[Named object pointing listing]
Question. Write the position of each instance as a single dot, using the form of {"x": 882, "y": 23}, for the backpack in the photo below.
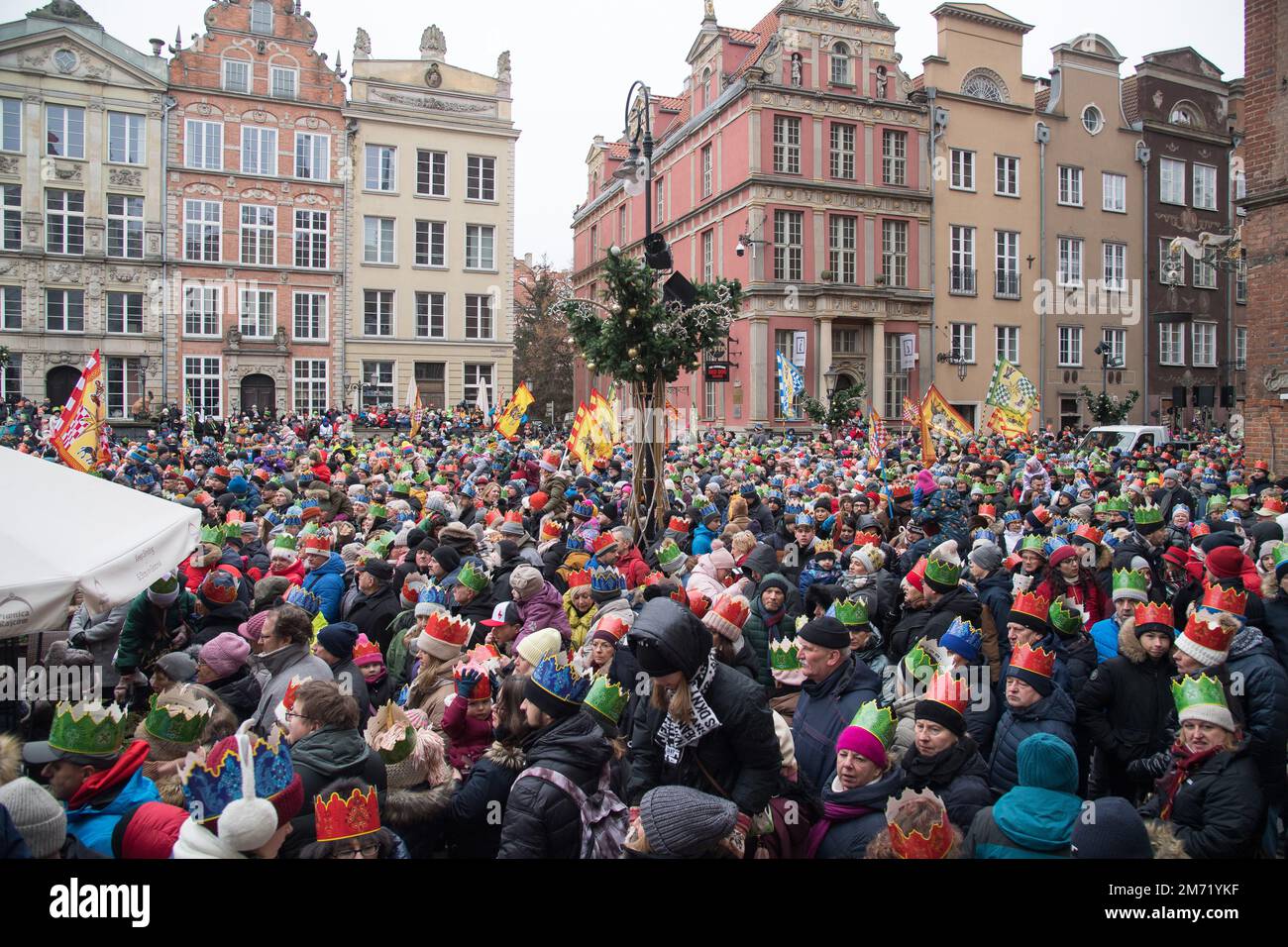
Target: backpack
{"x": 604, "y": 817}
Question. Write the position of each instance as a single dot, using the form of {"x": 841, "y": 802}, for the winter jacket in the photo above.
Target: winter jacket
{"x": 542, "y": 821}
{"x": 473, "y": 827}
{"x": 1265, "y": 707}
{"x": 1054, "y": 714}
{"x": 327, "y": 582}
{"x": 1220, "y": 810}
{"x": 825, "y": 709}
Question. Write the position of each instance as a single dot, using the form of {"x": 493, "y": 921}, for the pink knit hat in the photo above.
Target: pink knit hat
{"x": 226, "y": 654}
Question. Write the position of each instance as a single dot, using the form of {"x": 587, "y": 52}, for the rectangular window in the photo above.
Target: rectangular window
{"x": 962, "y": 169}
{"x": 202, "y": 381}
{"x": 842, "y": 151}
{"x": 430, "y": 315}
{"x": 310, "y": 157}
{"x": 381, "y": 167}
{"x": 11, "y": 196}
{"x": 430, "y": 244}
{"x": 236, "y": 75}
{"x": 310, "y": 239}
{"x": 125, "y": 138}
{"x": 1205, "y": 187}
{"x": 844, "y": 249}
{"x": 204, "y": 145}
{"x": 258, "y": 226}
{"x": 1070, "y": 347}
{"x": 1070, "y": 262}
{"x": 894, "y": 158}
{"x": 377, "y": 312}
{"x": 787, "y": 145}
{"x": 964, "y": 342}
{"x": 201, "y": 311}
{"x": 64, "y": 311}
{"x": 64, "y": 222}
{"x": 11, "y": 308}
{"x": 377, "y": 240}
{"x": 1008, "y": 339}
{"x": 201, "y": 224}
{"x": 310, "y": 316}
{"x": 1205, "y": 344}
{"x": 1171, "y": 343}
{"x": 125, "y": 313}
{"x": 432, "y": 172}
{"x": 1113, "y": 192}
{"x": 64, "y": 132}
{"x": 124, "y": 384}
{"x": 478, "y": 317}
{"x": 11, "y": 124}
{"x": 1070, "y": 185}
{"x": 1116, "y": 266}
{"x": 789, "y": 247}
{"x": 480, "y": 178}
{"x": 894, "y": 252}
{"x": 1171, "y": 182}
{"x": 480, "y": 247}
{"x": 125, "y": 227}
{"x": 961, "y": 261}
{"x": 1008, "y": 183}
{"x": 1008, "y": 264}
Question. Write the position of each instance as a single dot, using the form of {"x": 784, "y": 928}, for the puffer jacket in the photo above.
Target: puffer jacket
{"x": 1054, "y": 714}
{"x": 542, "y": 821}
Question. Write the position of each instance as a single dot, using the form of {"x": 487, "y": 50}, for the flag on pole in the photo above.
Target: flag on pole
{"x": 78, "y": 437}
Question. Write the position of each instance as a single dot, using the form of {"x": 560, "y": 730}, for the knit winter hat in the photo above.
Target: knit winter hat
{"x": 682, "y": 822}
{"x": 226, "y": 652}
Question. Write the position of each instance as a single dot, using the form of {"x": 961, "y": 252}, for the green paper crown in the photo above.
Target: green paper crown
{"x": 876, "y": 720}
{"x": 88, "y": 728}
{"x": 851, "y": 613}
{"x": 176, "y": 723}
{"x": 606, "y": 698}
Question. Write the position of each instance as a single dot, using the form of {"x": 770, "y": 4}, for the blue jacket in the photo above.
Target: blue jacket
{"x": 327, "y": 583}
{"x": 824, "y": 710}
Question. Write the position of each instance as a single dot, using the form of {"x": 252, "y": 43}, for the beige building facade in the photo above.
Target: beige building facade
{"x": 430, "y": 263}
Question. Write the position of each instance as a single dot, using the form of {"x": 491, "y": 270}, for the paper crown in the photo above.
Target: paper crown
{"x": 1218, "y": 598}
{"x": 211, "y": 785}
{"x": 606, "y": 698}
{"x": 561, "y": 680}
{"x": 181, "y": 719}
{"x": 1033, "y": 660}
{"x": 784, "y": 655}
{"x": 876, "y": 720}
{"x": 913, "y": 844}
{"x": 851, "y": 612}
{"x": 88, "y": 728}
{"x": 472, "y": 578}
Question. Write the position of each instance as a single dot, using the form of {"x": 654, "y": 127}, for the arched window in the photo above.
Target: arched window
{"x": 841, "y": 64}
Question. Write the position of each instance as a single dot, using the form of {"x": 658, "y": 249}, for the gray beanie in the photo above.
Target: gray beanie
{"x": 682, "y": 822}
{"x": 987, "y": 556}
{"x": 37, "y": 814}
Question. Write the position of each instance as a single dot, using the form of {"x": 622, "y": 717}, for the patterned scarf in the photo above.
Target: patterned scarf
{"x": 674, "y": 735}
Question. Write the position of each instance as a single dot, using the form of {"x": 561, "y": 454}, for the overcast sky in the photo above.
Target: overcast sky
{"x": 575, "y": 59}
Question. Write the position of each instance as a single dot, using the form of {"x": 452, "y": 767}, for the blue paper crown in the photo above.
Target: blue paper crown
{"x": 561, "y": 680}
{"x": 210, "y": 787}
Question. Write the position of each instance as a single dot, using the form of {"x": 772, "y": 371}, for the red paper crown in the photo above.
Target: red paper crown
{"x": 1218, "y": 598}
{"x": 1035, "y": 660}
{"x": 347, "y": 818}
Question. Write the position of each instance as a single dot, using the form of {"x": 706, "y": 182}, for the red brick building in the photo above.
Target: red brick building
{"x": 1263, "y": 234}
{"x": 256, "y": 213}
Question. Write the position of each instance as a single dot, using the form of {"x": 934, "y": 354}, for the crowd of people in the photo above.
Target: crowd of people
{"x": 458, "y": 646}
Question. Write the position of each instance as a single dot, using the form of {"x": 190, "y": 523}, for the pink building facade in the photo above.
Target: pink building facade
{"x": 794, "y": 161}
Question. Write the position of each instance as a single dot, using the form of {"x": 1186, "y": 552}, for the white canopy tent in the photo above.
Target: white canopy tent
{"x": 62, "y": 531}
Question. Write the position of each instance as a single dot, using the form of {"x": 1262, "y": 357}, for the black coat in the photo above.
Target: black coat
{"x": 542, "y": 821}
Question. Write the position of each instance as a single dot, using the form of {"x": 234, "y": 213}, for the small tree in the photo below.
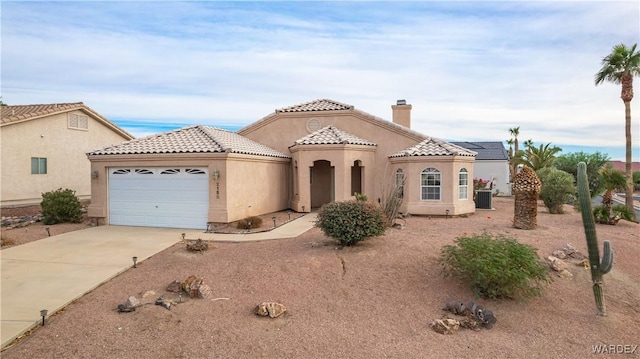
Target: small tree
{"x": 61, "y": 206}
{"x": 557, "y": 188}
{"x": 350, "y": 222}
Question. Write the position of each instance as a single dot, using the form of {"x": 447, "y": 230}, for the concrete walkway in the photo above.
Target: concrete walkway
{"x": 53, "y": 272}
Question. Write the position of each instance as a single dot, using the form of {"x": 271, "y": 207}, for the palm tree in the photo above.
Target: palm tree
{"x": 540, "y": 157}
{"x": 614, "y": 180}
{"x": 619, "y": 67}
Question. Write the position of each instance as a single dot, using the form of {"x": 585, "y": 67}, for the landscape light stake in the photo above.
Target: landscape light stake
{"x": 598, "y": 267}
{"x": 43, "y": 314}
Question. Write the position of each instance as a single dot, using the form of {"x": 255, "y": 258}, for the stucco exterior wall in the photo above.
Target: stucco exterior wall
{"x": 498, "y": 170}
{"x": 64, "y": 148}
{"x": 281, "y": 130}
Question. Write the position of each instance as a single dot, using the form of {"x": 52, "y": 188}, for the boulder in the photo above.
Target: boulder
{"x": 445, "y": 326}
{"x": 270, "y": 309}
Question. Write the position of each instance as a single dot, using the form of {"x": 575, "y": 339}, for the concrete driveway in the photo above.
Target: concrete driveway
{"x": 51, "y": 273}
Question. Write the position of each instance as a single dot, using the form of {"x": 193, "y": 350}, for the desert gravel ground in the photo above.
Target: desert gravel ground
{"x": 373, "y": 300}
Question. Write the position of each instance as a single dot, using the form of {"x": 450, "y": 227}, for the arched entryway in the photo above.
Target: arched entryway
{"x": 321, "y": 178}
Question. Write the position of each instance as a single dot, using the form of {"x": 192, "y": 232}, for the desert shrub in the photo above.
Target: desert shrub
{"x": 350, "y": 222}
{"x": 497, "y": 267}
{"x": 61, "y": 206}
{"x": 557, "y": 188}
{"x": 618, "y": 211}
{"x": 255, "y": 221}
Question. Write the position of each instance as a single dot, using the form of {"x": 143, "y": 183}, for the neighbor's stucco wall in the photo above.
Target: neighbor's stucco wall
{"x": 63, "y": 147}
{"x": 449, "y": 168}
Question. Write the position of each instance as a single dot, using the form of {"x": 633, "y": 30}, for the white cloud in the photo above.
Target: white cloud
{"x": 471, "y": 69}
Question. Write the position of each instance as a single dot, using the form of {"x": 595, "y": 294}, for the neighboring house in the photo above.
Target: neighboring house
{"x": 299, "y": 157}
{"x": 44, "y": 148}
{"x": 492, "y": 163}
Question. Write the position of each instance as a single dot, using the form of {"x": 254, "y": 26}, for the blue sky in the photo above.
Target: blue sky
{"x": 471, "y": 70}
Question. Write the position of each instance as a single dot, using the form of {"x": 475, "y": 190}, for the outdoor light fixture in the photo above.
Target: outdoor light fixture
{"x": 43, "y": 314}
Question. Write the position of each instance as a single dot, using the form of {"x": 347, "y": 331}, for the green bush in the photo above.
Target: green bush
{"x": 497, "y": 267}
{"x": 249, "y": 222}
{"x": 557, "y": 188}
{"x": 350, "y": 222}
{"x": 61, "y": 206}
{"x": 601, "y": 214}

## CHALLENGE:
Copy the listing above line for line, starting with the line that contains "house in the photo above." and continuing through the final line of the listing.

## THE OUTPUT:
Question. Write the position of each instance as a single dot, using the form of {"x": 595, "y": 294}, for the neighboring house in the photo above.
Target: neighboring house
{"x": 299, "y": 157}
{"x": 44, "y": 148}
{"x": 492, "y": 163}
Question. Write the position of each instance as a single dot, using the form of {"x": 254, "y": 26}, for the blue sky in the photo above.
Target: blue sky
{"x": 471, "y": 70}
Question. Write the position of each instance as a single dot, using the form of {"x": 475, "y": 190}, for the outdoor light fixture in the photo above.
Target: outdoor light fixture
{"x": 43, "y": 314}
Question. Write the position of each instance as a single dot, using the form of {"x": 347, "y": 331}, for the green bush in the photo above.
Target: green bush
{"x": 497, "y": 267}
{"x": 249, "y": 222}
{"x": 557, "y": 188}
{"x": 350, "y": 222}
{"x": 61, "y": 206}
{"x": 601, "y": 214}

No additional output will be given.